▸ **Brief**:
Lines before the one containing "of the wavy" are excluded; reproduce that line and all lines after it in the entries below, exactly.

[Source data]
━━━━━━

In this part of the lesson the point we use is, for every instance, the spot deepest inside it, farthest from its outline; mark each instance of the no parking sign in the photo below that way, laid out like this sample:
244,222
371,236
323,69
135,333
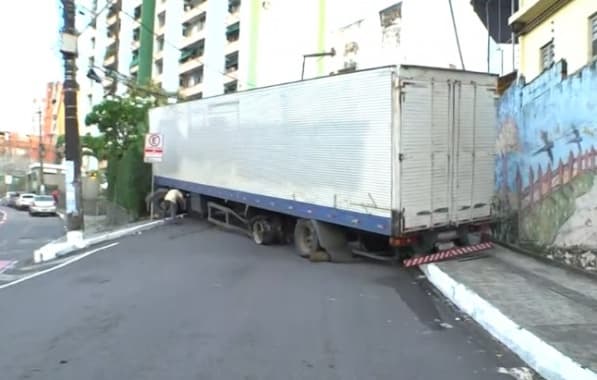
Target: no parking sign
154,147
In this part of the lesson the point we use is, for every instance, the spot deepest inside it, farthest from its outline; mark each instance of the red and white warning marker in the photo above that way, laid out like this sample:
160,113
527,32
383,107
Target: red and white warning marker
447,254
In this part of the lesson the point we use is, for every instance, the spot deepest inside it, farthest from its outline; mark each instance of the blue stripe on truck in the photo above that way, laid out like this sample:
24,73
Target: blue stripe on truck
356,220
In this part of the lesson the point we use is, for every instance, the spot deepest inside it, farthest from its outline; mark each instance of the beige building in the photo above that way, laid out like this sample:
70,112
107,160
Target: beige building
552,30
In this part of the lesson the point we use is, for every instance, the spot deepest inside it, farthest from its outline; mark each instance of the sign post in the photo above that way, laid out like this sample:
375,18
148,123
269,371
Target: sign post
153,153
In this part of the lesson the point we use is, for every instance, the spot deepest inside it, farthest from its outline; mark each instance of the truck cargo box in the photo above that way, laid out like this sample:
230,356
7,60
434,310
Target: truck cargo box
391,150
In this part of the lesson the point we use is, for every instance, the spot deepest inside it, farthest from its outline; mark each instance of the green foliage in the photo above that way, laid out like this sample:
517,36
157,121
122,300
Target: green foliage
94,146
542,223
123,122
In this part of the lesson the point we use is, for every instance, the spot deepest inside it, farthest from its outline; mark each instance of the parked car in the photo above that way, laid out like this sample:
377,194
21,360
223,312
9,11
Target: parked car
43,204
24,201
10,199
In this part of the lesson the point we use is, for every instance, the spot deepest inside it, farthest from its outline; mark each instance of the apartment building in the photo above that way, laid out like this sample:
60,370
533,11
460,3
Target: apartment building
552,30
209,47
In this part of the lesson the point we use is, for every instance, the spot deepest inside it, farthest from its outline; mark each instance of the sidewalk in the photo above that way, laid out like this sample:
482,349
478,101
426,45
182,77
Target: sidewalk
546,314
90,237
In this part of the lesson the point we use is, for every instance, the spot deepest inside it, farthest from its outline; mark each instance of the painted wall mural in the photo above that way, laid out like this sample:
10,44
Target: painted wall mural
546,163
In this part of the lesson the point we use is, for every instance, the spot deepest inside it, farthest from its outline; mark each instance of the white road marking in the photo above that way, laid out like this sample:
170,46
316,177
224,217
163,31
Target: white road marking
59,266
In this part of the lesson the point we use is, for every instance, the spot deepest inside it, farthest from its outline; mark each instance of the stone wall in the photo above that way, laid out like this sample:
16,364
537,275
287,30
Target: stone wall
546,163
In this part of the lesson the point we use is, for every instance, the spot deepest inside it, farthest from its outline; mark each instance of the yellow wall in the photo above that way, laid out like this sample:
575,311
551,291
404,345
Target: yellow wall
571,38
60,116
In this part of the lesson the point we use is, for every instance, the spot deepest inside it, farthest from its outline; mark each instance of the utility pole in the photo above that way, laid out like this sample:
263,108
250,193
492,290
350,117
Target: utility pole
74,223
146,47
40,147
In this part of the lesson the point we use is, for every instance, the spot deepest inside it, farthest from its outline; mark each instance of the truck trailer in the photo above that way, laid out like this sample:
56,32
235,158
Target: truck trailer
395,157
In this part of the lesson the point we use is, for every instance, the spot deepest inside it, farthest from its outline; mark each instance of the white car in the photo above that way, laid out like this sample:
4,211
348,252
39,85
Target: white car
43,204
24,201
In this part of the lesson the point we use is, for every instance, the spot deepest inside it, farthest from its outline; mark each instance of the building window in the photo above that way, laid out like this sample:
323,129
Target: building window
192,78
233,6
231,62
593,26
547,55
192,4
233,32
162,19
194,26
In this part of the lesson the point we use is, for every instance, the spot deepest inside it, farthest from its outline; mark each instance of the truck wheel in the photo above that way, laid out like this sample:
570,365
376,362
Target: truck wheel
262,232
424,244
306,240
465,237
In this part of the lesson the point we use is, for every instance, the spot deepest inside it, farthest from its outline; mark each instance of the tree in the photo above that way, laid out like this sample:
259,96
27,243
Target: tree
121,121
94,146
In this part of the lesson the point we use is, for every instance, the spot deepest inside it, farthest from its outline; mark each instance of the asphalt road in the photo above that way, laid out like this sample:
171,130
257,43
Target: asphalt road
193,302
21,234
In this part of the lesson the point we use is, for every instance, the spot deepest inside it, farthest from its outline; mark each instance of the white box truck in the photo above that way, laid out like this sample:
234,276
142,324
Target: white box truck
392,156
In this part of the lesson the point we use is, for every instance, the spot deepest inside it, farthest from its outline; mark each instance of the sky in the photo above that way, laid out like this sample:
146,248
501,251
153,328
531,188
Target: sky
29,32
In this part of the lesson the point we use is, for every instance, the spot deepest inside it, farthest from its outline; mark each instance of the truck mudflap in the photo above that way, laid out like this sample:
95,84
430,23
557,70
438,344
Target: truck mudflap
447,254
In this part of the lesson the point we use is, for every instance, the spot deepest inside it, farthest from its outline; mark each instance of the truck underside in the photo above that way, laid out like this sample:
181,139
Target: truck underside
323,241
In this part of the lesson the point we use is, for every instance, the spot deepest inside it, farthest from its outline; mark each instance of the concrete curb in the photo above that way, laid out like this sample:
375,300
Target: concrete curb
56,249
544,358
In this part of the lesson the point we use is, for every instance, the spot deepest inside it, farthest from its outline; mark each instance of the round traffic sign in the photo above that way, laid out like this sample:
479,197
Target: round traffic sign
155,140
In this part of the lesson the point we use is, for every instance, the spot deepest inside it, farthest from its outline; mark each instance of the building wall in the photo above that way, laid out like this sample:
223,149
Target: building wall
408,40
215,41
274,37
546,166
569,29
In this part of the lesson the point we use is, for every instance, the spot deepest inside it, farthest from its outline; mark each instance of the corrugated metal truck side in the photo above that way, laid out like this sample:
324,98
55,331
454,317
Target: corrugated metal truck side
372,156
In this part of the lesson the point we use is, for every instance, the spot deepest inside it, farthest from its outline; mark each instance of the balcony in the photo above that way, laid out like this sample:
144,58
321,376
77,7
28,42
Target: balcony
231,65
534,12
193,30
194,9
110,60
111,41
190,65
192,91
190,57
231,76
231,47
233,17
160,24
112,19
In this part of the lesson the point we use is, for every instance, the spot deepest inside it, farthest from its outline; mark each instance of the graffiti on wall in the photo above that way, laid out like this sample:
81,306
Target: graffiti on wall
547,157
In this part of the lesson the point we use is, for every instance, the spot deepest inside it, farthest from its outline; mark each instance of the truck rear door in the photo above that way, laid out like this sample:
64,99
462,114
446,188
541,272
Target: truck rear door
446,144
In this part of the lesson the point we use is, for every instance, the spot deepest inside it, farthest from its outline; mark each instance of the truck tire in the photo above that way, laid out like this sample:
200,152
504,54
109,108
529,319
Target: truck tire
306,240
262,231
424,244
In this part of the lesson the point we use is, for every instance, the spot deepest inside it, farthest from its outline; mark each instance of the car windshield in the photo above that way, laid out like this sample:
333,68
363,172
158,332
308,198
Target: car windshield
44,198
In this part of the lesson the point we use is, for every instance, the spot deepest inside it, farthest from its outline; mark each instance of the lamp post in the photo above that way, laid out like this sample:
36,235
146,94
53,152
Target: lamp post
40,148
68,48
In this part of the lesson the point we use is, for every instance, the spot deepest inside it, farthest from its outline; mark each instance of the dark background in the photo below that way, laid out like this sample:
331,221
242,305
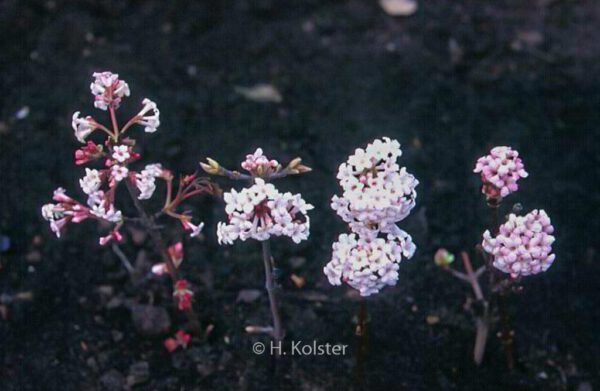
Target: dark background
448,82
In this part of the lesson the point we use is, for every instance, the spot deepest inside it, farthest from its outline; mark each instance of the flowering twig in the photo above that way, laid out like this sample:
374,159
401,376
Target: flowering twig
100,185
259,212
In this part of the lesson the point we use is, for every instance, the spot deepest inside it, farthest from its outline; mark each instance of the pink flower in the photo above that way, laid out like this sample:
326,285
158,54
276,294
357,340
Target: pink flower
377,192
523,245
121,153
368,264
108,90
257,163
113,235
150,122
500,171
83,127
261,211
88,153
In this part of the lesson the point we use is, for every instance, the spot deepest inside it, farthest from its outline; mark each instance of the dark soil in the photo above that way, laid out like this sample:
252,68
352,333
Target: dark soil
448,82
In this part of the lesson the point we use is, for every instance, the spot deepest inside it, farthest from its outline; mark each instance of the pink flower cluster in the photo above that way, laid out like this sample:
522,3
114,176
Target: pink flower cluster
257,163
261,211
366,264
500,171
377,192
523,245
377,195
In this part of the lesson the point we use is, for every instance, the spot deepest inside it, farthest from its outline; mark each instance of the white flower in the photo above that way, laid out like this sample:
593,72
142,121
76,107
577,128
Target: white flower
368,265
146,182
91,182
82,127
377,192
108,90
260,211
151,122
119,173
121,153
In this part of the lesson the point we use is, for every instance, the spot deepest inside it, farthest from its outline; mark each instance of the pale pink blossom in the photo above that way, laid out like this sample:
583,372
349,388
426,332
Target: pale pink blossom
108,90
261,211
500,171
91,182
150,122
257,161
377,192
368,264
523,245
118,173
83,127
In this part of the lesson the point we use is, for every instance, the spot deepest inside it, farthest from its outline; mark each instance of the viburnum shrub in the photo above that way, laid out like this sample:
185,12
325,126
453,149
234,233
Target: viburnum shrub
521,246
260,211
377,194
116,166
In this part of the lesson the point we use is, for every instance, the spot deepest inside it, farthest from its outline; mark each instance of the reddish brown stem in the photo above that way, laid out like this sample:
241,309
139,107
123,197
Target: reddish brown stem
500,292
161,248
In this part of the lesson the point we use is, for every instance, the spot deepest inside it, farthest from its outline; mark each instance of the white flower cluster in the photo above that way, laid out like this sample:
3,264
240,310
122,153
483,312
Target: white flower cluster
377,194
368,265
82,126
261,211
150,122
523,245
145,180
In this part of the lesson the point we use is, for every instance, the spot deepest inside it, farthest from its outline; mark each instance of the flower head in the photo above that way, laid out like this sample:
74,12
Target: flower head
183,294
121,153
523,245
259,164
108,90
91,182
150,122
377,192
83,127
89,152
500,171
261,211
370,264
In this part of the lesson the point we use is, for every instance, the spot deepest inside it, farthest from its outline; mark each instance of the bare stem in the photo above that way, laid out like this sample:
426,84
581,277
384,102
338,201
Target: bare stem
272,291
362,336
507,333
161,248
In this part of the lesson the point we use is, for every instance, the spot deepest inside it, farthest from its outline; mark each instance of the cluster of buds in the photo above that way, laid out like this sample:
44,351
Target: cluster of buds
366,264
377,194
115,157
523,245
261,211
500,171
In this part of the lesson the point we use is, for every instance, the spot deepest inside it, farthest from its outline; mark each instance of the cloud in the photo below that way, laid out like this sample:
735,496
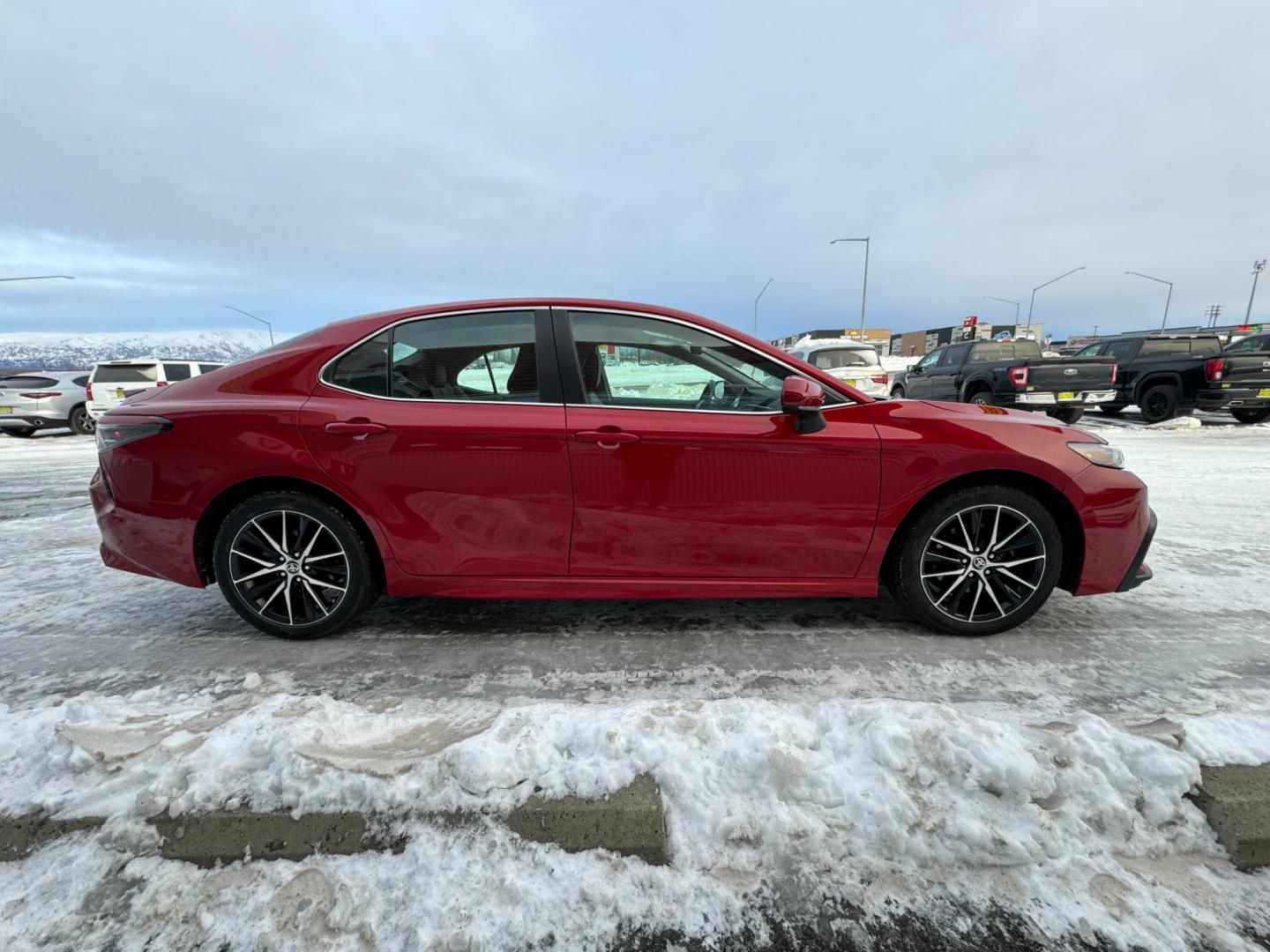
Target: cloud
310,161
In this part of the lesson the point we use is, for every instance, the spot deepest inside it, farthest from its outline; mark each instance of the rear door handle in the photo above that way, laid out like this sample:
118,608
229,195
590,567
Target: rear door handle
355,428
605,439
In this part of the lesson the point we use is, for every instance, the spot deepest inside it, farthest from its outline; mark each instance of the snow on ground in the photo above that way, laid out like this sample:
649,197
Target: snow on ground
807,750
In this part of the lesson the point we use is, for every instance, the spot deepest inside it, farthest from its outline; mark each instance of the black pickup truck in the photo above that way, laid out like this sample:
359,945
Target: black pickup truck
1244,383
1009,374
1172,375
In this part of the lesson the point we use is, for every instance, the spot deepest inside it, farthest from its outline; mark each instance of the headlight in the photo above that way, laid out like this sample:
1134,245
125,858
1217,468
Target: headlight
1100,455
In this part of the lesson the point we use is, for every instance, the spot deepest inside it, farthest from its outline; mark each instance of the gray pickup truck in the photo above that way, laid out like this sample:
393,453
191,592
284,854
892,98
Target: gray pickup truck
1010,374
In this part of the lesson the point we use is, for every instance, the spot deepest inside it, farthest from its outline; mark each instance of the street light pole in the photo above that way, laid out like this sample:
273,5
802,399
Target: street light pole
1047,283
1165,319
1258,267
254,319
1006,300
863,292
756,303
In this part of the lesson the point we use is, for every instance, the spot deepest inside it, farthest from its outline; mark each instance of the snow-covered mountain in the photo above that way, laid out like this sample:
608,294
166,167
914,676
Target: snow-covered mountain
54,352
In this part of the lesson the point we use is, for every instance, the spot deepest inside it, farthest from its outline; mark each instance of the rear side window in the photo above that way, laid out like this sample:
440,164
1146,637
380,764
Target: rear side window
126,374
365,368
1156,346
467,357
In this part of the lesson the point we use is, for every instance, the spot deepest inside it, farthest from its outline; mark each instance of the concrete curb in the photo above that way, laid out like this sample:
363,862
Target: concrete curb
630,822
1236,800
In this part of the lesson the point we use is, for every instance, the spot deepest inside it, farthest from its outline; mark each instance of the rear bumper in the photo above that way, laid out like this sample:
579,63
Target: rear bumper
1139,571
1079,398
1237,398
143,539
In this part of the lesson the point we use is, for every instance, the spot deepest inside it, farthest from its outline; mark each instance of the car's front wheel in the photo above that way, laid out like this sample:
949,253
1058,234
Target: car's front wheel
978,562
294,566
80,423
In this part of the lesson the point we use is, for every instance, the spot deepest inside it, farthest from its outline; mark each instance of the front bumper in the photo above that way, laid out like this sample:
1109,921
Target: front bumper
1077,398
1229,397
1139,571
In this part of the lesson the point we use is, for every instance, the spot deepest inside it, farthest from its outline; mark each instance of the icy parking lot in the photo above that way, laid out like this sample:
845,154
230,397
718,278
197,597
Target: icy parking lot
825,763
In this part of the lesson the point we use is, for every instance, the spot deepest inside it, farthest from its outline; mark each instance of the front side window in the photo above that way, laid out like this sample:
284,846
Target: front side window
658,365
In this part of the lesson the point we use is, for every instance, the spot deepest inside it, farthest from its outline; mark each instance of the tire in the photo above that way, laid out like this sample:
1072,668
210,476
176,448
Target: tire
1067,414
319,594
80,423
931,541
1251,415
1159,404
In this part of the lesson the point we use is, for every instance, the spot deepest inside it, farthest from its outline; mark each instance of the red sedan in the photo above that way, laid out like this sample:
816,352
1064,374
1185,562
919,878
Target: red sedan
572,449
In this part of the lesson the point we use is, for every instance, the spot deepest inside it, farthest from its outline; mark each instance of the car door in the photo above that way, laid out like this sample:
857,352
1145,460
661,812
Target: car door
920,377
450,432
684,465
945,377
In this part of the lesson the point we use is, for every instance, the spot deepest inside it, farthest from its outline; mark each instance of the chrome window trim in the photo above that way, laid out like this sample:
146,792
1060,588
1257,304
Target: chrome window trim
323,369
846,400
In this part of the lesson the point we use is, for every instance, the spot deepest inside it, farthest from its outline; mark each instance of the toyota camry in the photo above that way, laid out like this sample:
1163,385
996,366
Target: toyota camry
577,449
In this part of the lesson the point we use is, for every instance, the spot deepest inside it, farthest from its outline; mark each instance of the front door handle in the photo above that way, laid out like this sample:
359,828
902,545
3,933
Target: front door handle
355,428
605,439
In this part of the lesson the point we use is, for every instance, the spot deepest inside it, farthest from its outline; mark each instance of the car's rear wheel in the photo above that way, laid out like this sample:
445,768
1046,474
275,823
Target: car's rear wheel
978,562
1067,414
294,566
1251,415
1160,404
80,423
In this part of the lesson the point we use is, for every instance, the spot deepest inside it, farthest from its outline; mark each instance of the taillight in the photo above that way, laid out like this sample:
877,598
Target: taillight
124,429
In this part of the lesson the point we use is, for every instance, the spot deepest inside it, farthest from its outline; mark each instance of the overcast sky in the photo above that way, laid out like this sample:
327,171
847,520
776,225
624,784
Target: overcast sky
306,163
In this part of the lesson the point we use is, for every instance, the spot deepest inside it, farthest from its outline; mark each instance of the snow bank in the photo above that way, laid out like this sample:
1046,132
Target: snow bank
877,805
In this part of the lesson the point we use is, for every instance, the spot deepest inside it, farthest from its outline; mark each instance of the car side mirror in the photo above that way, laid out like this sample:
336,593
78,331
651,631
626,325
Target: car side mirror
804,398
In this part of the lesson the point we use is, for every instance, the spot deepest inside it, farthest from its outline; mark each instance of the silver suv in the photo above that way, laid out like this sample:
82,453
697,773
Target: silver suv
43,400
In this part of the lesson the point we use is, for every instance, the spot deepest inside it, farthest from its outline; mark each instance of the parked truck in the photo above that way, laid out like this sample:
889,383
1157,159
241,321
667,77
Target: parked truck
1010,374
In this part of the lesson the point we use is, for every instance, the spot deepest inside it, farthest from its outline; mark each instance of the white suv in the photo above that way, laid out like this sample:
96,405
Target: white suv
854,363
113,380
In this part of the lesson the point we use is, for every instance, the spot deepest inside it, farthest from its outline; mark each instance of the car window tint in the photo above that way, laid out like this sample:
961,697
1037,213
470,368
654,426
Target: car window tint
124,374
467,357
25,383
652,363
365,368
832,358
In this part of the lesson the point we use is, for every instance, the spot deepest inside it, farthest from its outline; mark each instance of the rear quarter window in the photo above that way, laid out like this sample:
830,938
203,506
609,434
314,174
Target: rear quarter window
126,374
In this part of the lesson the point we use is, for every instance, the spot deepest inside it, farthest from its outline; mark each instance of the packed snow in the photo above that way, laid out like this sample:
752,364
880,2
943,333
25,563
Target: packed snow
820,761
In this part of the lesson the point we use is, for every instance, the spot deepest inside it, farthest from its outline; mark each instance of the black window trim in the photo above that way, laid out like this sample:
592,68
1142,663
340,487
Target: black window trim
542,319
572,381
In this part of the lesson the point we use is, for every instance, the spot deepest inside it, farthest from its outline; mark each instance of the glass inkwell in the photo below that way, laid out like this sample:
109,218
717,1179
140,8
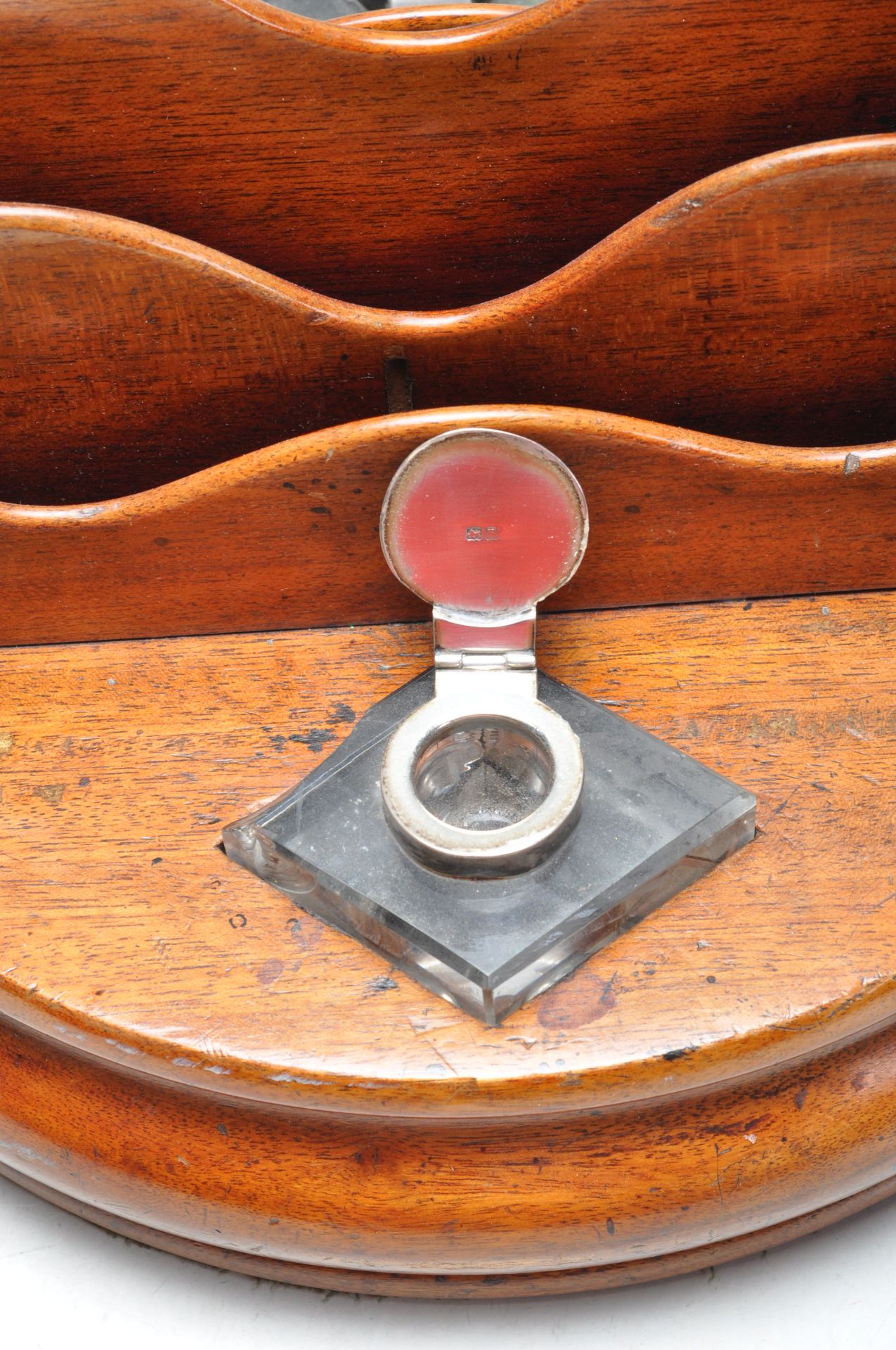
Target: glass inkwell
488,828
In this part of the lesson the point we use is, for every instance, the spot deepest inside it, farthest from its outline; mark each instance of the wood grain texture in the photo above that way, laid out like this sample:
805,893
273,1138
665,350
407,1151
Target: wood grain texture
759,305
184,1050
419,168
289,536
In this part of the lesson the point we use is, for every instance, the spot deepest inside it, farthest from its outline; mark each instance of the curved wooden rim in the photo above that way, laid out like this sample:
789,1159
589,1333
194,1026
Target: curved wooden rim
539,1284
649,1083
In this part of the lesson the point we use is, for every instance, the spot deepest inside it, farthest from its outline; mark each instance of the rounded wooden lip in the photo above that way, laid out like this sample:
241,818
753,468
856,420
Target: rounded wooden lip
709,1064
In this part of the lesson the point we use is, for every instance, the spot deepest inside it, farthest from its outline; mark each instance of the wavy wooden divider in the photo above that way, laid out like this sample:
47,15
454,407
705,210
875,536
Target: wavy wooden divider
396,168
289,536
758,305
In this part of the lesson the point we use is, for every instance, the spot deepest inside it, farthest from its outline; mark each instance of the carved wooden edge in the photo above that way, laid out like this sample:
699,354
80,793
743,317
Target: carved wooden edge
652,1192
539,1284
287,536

━━━━━━

▸ **Task solution**:
In this part of the lesson the point we use is, for every instance, the spot deepest inside it, farthest from its outline; mark each instance of the wavy wooden divider in the photo above that way, laid out like this sample:
47,15
454,407
705,210
875,536
Target: wavy wooden divider
396,168
289,536
758,305
In this part of the lesson the point we use is, for every instance, the spot deepest inside it, farthest from its outline; mark each instance of the carved wooden edge in the photo above that way, laid out like this sample:
699,354
80,793
743,317
Target: carved wooden edge
652,1192
539,1284
287,536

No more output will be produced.